▶ _Sección del texto_
::::

El proceso al Procès tenía que ser
algo más que un auto judicial y así está siendo. Es toda una cultura política
la que está en el banquillo. El primer capítulo tiene por título “la ley y el
pueblo”. El independentismo repite como un mantra que teniendo que elegir entre
ellos, ha optado por el pueblo o, como dice Quim Torra “la democracia va
primero”. Lo mismo dicen les exconsellers Jordi Turull, Josep Rull e tutti quanti: que obedecieron el
mandato popular saltándose las leyes.
No es un asunto menor este de la
relación entre las leyes y la voluntad popular. Nada extraño que en un momento
tan solemne se la traiga a colación. Lo que sí resulta sorprendente es la
simpleza con que se la maneja porque sobre esto hay mucho dicho, escrito y
pensado.
La Declaración del Hombre y del
Ciudadano de 1789, manifiesto político que desataría la Revolución Francesa,
dice en su artículo sexto: “la ley es la expresión de la voluntad general”. Así
de contundente. Esa profunda complicidad entre la ley y el pueblo es lo que nos
permite hablar de Estado de Derecho. Y esto conviene entenderlo bien: la ley
-la Constitución- expresa la voluntad general porque, además de que en un
momento fue aprobada por la inmensa mayoría de los españoles, garantiza la igualdad
de todos ante ella. Ese propósito firme de querer ser tratados como iguales es
la voluntad general que subyace a la ley democrática. La voluntad general no se
expresa sometiendo todo a plebiscito sino teniendo plena garantía de que con
ella no se premiará al fuerte y se castigará al débil. Lo contrario a la
voluntad general es la ley del embudo, por eso decía el gran Lacordaire que “entre
el débil y el fuerte, la ley protege y la libertad oprime”. Y por eso nadie
está tan obligado a cumplir las leyes como el político que recibe poder de la
misma ley.
Hay que reconocer en cualquier caso
que existe un debate sobre el alcance de la ley y la primacía de la voluntad
general. Es un debate académico que tiene múltiples expresiones: tensión entre
la letra y el espíritu, entre la institución y el carisma, entre la ley moral y
la ley jurídica. Lo que ahí se ventila es ofrecer a la ley positiva un espacio
superior de desarrollo que lleve a nuevas y mejores leyes. Pero este debate,
académicamente bien justificado, quien no puede permitírselo es el político
elegido por las leyes de un Estado de Derecho. Si, como hizo Artur Mas, repudia
a las leyes del Estado y del Estatut que le han hecho President porque siente
interiormente la llamada del pueblo que clama por una tierra prometida, lo que
está haciendo lisa y llanamente es sustituir la voluntad general por su santo
arbitrio. Y esta deriva, que el jurista filonazi Carl Schmitt puso a
disposición del hitlerismo, tuvo trágicas consecuencias.

::::

▶ _Extracto de entradas_

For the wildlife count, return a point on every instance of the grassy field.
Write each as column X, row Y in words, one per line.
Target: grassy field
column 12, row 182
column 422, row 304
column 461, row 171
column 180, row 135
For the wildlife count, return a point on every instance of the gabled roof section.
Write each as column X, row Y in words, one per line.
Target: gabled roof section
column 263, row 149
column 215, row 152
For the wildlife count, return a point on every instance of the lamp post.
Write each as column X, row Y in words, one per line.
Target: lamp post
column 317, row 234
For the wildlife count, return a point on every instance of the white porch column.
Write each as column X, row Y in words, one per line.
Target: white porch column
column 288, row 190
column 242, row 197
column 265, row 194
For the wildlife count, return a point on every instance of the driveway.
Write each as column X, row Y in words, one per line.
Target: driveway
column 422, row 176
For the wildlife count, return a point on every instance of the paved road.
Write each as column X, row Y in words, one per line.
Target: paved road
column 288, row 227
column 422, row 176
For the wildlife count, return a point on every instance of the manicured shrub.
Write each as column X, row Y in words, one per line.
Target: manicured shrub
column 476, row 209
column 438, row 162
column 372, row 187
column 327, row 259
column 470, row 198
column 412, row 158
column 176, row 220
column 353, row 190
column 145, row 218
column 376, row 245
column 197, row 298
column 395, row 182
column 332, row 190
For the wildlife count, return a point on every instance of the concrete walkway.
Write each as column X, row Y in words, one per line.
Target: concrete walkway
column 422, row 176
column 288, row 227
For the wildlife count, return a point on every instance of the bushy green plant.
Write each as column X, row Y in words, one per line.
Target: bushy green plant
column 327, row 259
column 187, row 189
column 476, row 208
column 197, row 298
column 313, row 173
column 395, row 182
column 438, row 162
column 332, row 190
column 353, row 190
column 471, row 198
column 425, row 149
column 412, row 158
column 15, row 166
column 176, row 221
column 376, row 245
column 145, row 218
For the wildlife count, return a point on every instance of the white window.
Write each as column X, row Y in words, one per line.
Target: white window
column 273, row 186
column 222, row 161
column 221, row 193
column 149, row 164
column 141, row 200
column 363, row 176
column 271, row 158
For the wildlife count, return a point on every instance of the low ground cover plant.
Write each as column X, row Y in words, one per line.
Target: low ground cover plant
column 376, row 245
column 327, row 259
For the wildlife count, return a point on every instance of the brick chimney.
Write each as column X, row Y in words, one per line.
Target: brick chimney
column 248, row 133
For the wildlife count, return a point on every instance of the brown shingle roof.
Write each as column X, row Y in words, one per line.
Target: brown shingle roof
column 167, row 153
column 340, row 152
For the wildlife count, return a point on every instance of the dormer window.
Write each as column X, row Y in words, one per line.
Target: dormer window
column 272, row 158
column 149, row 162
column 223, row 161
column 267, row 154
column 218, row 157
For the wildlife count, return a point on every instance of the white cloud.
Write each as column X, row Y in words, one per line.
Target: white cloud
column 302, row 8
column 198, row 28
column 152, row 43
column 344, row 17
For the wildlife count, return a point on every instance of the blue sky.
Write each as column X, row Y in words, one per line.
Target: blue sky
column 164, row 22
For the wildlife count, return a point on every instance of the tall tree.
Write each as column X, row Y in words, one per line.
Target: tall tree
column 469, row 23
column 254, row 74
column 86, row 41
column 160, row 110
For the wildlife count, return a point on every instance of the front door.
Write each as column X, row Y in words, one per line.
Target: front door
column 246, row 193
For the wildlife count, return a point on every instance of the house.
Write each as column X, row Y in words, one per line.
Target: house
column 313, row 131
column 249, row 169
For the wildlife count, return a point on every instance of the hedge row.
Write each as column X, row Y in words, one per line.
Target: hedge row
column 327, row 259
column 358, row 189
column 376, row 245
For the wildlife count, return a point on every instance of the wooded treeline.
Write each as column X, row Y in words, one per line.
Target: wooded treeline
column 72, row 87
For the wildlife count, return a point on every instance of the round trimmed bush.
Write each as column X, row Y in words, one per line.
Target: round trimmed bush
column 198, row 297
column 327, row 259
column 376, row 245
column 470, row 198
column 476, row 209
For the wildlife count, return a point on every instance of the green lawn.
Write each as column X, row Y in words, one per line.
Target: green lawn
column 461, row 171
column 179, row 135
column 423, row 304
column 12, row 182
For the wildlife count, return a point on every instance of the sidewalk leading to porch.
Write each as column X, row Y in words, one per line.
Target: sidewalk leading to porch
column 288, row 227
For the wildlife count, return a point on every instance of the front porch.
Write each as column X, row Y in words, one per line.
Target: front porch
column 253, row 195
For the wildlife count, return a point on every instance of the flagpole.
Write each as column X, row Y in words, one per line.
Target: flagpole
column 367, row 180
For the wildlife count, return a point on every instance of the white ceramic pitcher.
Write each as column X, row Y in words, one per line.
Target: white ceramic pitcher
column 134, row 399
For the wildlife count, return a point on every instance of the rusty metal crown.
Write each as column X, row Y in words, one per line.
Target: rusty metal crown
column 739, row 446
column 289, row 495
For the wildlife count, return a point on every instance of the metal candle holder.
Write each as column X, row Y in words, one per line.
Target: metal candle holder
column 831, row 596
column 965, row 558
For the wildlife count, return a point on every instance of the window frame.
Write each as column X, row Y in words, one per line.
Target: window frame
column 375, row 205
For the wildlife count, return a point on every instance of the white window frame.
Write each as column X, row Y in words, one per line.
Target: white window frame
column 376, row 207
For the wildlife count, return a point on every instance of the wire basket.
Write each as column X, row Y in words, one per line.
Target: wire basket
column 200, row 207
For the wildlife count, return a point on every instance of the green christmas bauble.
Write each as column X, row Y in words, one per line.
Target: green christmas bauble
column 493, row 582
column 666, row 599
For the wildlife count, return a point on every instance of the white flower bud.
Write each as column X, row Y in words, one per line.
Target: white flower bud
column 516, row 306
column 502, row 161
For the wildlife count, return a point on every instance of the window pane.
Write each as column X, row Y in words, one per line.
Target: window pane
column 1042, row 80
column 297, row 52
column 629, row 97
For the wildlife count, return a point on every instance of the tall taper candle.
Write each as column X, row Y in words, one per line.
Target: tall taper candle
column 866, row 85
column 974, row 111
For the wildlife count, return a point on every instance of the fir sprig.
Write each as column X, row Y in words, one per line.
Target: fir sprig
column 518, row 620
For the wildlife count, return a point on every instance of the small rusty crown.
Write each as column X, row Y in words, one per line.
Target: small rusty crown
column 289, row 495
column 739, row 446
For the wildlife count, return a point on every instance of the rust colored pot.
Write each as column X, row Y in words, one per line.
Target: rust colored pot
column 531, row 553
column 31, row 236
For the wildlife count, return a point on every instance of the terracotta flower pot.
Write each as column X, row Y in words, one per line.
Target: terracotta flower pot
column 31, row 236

::::

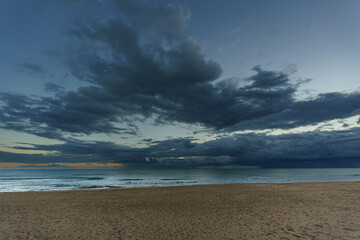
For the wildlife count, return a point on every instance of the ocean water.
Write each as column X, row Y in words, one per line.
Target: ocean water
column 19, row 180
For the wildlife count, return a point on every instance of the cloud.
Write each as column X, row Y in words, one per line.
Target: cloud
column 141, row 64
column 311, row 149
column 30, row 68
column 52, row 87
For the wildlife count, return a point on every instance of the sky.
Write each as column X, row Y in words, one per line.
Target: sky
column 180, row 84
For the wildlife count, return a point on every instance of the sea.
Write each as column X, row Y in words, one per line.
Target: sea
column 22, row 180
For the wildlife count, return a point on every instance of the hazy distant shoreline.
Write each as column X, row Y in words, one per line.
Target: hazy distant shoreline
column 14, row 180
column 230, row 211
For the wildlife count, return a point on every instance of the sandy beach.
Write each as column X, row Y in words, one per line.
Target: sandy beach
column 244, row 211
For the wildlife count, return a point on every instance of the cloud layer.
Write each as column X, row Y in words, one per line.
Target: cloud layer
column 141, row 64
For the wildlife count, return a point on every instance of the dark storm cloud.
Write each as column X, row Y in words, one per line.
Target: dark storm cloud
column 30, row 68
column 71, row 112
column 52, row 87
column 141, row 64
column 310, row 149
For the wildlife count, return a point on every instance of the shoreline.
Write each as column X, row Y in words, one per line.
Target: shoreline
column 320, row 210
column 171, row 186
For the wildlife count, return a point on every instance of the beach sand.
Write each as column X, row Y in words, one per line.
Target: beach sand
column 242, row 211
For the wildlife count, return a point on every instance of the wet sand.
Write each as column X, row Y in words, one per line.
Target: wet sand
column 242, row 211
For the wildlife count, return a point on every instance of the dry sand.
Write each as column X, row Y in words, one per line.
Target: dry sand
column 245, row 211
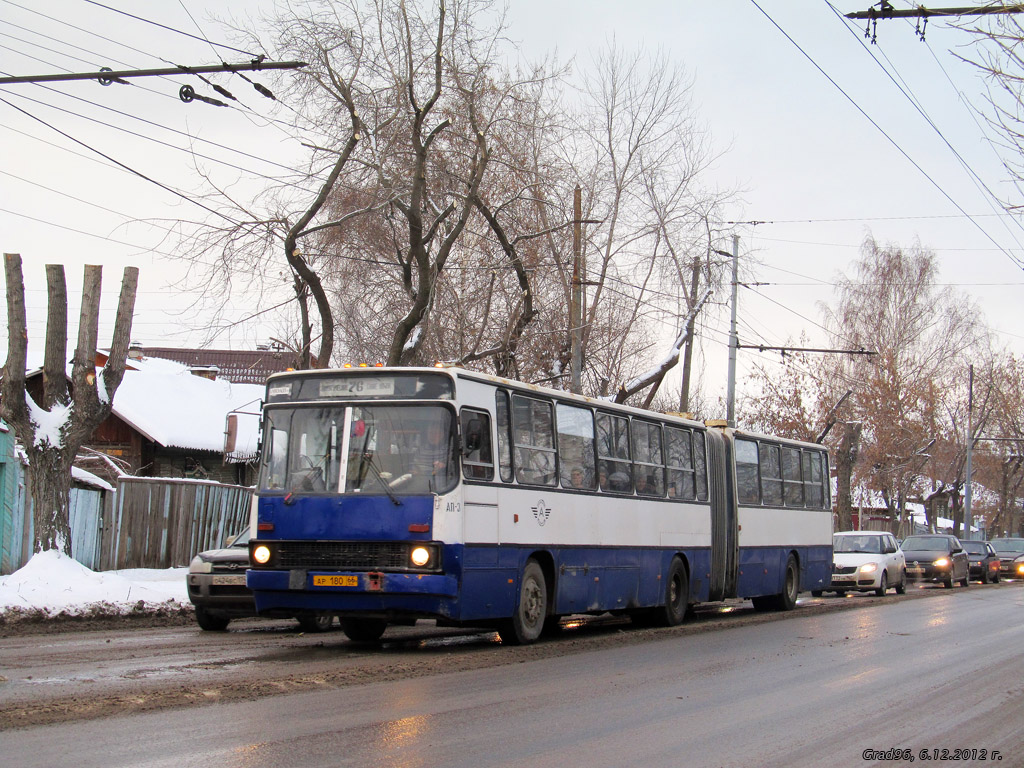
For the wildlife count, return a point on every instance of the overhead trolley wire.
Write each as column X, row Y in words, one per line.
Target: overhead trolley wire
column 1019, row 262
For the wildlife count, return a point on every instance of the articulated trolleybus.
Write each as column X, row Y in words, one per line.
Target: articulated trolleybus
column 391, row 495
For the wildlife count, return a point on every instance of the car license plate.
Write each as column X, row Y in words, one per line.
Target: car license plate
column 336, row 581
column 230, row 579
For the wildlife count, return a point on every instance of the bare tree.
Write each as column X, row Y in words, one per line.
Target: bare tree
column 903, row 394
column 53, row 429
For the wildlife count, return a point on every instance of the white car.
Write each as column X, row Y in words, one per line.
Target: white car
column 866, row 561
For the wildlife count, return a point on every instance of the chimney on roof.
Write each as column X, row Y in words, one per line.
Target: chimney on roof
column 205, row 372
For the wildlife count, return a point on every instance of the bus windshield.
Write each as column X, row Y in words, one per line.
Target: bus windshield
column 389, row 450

::::

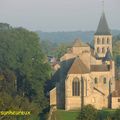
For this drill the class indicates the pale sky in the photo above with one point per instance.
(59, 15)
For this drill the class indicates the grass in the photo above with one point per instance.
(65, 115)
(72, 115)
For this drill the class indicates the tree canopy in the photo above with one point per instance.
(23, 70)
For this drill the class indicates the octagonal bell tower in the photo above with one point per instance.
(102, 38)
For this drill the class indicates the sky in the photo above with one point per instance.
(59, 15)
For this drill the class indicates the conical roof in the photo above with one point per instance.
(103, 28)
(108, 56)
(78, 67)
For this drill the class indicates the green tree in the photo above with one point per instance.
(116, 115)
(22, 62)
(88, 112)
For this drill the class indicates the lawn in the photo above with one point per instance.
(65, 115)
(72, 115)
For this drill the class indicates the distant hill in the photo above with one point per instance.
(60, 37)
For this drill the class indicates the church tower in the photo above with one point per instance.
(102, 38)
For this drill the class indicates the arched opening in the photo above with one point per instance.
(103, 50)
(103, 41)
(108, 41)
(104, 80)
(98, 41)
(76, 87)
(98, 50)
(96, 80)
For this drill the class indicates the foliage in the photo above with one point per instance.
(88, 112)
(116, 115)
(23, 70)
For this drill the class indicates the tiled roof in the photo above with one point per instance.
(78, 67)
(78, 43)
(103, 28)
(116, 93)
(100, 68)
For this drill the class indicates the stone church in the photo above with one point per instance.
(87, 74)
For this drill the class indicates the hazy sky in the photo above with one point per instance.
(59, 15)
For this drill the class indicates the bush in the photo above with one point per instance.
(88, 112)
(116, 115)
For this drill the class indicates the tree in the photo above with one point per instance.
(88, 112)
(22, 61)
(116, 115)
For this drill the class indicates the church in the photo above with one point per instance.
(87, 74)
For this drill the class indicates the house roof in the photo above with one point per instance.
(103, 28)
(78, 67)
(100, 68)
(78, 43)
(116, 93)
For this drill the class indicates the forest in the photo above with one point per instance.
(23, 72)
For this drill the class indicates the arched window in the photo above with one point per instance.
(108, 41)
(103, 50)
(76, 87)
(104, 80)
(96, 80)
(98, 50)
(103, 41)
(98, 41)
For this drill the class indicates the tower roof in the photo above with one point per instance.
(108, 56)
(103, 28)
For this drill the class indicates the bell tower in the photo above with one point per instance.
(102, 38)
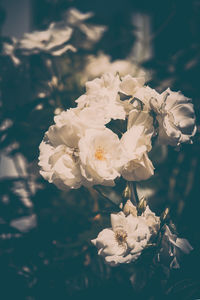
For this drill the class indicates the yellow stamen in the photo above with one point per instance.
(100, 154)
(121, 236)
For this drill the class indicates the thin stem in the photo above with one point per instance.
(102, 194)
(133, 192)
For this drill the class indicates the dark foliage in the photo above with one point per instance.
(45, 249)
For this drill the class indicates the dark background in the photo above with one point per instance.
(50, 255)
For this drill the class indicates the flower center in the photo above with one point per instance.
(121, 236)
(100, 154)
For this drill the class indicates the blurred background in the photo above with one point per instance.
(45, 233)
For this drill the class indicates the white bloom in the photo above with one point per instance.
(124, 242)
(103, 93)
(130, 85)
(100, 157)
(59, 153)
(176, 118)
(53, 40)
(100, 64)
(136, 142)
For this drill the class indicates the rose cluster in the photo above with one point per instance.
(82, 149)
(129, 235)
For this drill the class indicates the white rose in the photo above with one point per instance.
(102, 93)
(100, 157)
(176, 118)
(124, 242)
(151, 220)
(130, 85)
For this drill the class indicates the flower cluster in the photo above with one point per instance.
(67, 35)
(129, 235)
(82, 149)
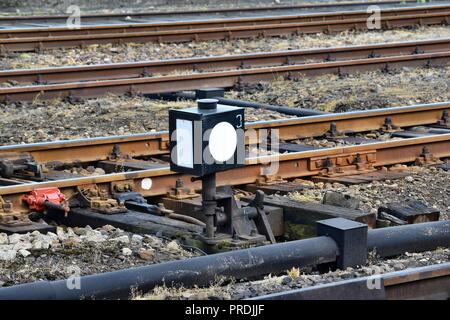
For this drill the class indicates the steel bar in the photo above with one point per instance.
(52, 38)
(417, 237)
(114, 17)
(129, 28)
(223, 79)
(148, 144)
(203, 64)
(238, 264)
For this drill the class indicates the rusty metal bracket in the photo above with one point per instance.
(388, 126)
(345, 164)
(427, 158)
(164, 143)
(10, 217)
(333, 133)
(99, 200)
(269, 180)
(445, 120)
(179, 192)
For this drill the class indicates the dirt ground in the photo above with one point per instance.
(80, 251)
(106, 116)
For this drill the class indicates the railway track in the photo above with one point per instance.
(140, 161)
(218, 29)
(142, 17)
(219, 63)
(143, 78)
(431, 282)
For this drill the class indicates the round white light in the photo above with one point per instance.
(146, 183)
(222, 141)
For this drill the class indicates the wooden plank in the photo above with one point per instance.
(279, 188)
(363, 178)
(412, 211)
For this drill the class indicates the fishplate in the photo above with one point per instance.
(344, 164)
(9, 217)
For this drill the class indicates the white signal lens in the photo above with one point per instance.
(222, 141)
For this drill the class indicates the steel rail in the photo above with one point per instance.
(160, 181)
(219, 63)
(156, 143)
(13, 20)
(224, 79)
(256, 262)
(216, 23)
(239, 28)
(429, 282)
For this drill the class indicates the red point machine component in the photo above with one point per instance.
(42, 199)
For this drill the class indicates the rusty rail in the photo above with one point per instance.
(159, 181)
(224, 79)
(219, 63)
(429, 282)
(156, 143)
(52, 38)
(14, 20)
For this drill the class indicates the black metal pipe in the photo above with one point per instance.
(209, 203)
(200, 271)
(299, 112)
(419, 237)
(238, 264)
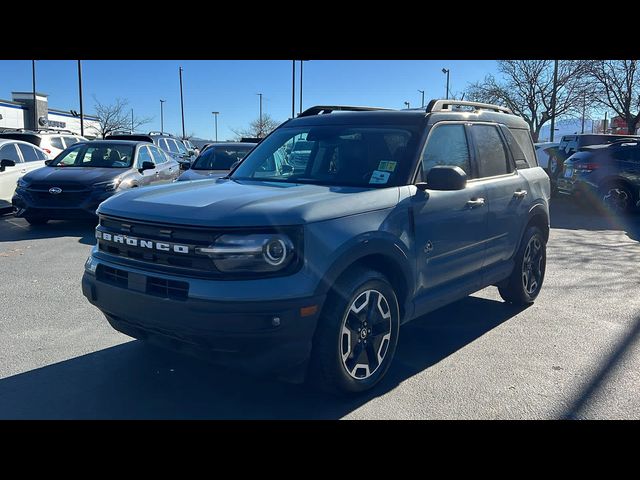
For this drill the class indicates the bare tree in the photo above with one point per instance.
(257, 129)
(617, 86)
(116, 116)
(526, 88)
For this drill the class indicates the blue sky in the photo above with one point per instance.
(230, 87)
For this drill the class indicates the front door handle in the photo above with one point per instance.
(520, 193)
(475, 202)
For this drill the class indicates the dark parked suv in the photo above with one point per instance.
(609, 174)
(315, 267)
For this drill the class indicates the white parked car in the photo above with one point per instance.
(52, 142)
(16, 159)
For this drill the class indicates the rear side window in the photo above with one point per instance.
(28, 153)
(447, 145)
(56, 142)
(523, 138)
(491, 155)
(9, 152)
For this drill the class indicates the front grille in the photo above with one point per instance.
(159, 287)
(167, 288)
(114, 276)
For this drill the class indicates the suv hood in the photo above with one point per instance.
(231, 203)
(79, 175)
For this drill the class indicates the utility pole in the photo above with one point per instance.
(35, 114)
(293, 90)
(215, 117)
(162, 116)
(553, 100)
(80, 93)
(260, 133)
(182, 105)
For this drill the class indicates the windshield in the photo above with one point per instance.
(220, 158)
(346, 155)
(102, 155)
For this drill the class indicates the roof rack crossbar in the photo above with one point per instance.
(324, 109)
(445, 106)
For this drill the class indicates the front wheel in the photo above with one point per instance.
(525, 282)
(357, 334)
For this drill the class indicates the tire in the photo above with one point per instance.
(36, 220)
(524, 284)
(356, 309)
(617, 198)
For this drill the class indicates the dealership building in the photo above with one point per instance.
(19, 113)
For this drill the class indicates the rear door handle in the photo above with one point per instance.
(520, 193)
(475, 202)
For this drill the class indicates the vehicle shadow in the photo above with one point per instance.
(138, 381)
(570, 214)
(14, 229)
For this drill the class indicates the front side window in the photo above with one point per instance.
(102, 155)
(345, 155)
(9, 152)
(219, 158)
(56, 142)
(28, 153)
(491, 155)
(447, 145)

::::

▶ _Consigna_
Prosigue el texto sobre la ley y la voluntad popular en el juicio al Procès a partir de su última oración.

▶ _Resultado_
Nada de esto tiene sentido sin la
clave nacionalista. Jordi Pujol ya apuntó en su día que para entender al
nacionalismo catalán había que leer a Herder, un reaccionario pensador alemán
que sustituyó la tríada igualdad-libertad-fraternidad de la Revolución Francesa
por la romántica cuatríada tierra-sangre-religión-lengua. Pues bien, para
completar la partida habrá que convocar a un nuevo personaje, el auténtico
ideólogo del nacionalismo alemán que está sobrevolando por la Audiencia
Nacional. Se llama Fichte, el autor de “Discursos a la nación alemana”. Para
éste influyente pensador, la comunidad política es literalmente una iglesia que
no hay que entenderla como una congregación de fieles sino como una comunidad
habitada por un espíritu superior que conforma a sus miembros. Sin ese baño de
espíritu nacional, una comunidad política sería una vulgar suma de individuos
que tendría en común algo tan pobre como ser humanos. ¡Poca cosa en comparación
a ser catalán o español! Pero ¿cómo saber en cada momento lo que ese espíritu fundante
dice y exige? No votando, desde luego, porque ese espíritu no se expresa
materialmente. Esa sabiduría es competencia de líderes carismáticos que captan
el sentir del espíritu. Los llama “éforos”, visionarios capaces de leer lo que
no está escrito. El problema con el que se topó el ideólogo del nacionalismo
alemán es qué pasa cuando son varias las voces que hablan en nombre del
espíritu. Pues pasa lo que esta pasando en Cataluña entre Junqueras y
Puigdemont: que uno de los dos sobra. Ya vemos con qué dedicación se emplean
para neutralizar al contrario.
El seguimiento del espíritu del
pueblo que predica el nacionalismo es agotador. De momento ya se ha cobrado el seny catalán y una buena dosis de
racionalidad política. Como no hemos avanzado un paso, muchos se preguntan
angustiados adonde quiere llevarnos, una pregunta legítima dado que tampoco se
sabe de dónde nos trae. Lo que este proceso está dejando claro es que el Govern
no organizó el 1-0, sino que se hizo sólo; que no hubo DUI (Declaración
Unilateral de Independencia) sino todo lo más un mal pensamiento; que lo que
fue considerado por Puigdemont “un referendum vinculante”, es sólo un papel
mojado. Todo son sombras. Cataluña parece hechizada por el discurso
nacionalista. Podrían aprender de Ulises que para escapar al mortal canto de
las sirenas pidió que le ataran a un mástil. De momento el más firme de todos
es la ley y este proceso se va a encargar de recordárselo.